Aim of the exercise
Each line of the data below that carries the word "wheel" needs to be copied.

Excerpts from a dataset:
■ ■ ■ ■ ■ ■ ■

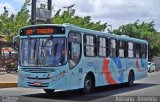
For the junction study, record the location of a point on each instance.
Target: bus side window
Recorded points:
(113, 48)
(137, 50)
(126, 49)
(108, 47)
(102, 47)
(90, 49)
(143, 51)
(121, 48)
(74, 49)
(130, 49)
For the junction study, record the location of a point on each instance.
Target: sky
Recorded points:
(112, 12)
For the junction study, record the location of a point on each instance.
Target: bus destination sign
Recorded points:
(42, 30)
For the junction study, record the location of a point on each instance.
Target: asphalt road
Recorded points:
(145, 89)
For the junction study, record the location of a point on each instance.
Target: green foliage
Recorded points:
(144, 31)
(10, 24)
(84, 22)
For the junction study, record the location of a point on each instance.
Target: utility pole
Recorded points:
(49, 8)
(42, 13)
(33, 12)
(69, 8)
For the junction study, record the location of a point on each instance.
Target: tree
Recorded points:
(68, 16)
(144, 31)
(11, 23)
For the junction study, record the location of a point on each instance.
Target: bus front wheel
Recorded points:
(88, 85)
(49, 91)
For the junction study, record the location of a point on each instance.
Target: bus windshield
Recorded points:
(43, 52)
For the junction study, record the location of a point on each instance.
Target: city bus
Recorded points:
(67, 57)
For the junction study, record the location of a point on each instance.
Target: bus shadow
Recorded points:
(100, 92)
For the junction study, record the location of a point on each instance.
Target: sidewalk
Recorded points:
(8, 80)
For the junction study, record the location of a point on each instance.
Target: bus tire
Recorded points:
(88, 84)
(130, 79)
(49, 91)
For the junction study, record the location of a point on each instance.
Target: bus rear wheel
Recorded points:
(49, 91)
(130, 79)
(88, 85)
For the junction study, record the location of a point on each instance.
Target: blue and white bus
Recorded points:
(66, 57)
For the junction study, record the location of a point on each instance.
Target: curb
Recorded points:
(8, 84)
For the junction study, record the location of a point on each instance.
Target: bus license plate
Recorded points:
(37, 83)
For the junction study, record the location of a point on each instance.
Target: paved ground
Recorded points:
(5, 77)
(146, 87)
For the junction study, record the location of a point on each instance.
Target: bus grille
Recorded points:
(37, 70)
(38, 78)
(42, 84)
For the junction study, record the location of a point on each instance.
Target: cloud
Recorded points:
(116, 12)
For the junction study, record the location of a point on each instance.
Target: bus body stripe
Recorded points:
(106, 70)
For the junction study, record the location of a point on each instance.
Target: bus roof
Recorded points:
(89, 31)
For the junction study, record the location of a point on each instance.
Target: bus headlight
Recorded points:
(59, 76)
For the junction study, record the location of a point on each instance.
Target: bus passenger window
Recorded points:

■ ■ ■ ■ ■ ■ ■

Answer for this exercise
Target: bus front wheel
Target: bus rear wheel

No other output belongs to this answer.